Directive
Tally the lines in the rows below that contain the string "green". Give only the number.

Available data
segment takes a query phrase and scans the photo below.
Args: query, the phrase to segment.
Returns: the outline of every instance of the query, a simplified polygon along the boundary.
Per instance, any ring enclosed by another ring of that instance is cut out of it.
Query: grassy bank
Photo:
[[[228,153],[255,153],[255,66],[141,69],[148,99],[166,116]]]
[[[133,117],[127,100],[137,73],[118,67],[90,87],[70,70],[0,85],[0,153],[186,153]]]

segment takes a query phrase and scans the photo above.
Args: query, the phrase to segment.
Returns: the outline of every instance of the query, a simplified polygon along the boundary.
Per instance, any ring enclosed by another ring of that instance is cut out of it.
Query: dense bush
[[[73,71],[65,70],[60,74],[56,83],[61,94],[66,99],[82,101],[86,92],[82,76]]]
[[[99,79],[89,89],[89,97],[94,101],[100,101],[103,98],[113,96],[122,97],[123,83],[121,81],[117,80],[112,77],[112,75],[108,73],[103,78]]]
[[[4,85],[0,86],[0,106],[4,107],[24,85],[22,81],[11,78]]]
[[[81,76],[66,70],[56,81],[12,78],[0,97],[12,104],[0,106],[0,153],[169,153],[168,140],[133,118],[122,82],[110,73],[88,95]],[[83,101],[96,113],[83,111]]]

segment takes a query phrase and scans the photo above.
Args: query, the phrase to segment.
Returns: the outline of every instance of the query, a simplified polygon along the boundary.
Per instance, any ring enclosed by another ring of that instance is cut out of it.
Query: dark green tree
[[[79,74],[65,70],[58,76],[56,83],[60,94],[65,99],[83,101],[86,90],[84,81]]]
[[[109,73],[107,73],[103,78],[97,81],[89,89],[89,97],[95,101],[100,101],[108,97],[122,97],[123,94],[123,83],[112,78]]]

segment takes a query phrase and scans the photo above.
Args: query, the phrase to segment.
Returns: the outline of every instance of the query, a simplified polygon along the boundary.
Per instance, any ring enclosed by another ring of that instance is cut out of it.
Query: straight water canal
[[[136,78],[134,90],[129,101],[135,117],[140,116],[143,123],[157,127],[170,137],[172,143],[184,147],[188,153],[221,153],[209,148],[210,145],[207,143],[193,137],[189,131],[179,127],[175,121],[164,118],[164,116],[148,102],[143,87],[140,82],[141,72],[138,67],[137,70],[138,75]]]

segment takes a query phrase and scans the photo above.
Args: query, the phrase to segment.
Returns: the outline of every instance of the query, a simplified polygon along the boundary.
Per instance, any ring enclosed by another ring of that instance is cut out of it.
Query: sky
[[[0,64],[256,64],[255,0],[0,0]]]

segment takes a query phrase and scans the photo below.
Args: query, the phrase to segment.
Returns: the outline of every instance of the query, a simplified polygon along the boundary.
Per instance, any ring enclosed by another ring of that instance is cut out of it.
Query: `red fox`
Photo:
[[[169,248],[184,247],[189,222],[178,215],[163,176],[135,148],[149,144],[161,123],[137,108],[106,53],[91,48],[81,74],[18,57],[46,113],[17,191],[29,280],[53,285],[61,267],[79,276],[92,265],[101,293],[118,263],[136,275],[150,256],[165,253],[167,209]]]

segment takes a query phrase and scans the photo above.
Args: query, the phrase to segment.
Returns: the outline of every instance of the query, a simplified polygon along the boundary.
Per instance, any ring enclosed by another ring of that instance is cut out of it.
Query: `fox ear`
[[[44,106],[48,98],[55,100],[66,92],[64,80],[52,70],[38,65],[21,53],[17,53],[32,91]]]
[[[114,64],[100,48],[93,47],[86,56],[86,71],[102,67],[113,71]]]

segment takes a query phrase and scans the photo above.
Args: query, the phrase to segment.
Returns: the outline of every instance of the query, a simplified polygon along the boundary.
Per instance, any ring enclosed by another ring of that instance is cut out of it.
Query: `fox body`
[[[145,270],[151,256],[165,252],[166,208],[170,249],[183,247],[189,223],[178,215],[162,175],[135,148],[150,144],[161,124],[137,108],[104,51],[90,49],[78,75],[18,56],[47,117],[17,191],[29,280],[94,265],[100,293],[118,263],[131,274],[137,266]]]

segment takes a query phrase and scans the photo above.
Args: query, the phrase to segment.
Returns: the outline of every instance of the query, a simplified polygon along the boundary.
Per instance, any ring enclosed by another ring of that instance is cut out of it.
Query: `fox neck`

...

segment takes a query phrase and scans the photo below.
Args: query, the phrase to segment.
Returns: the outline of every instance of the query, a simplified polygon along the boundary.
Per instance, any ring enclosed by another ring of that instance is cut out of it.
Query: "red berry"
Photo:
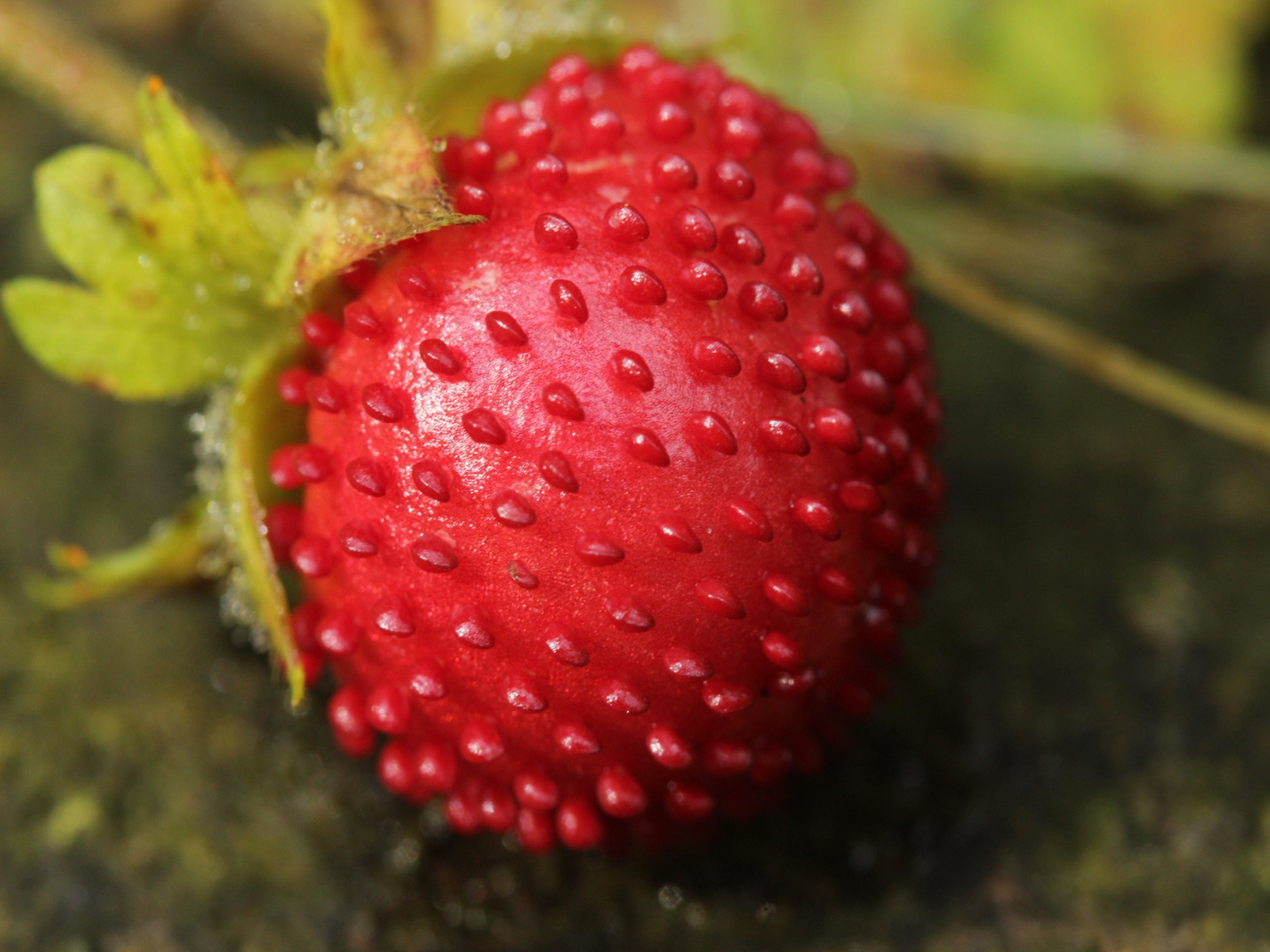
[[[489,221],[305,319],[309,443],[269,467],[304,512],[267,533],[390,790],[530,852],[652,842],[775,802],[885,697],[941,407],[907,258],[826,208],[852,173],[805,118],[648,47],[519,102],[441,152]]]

...

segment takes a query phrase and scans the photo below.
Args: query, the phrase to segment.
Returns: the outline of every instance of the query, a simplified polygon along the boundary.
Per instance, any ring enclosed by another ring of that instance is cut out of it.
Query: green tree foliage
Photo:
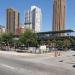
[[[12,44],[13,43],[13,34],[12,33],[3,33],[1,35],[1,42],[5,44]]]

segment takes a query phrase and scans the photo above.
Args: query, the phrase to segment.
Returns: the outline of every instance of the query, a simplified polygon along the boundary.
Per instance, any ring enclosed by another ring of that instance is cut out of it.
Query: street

Finished exercise
2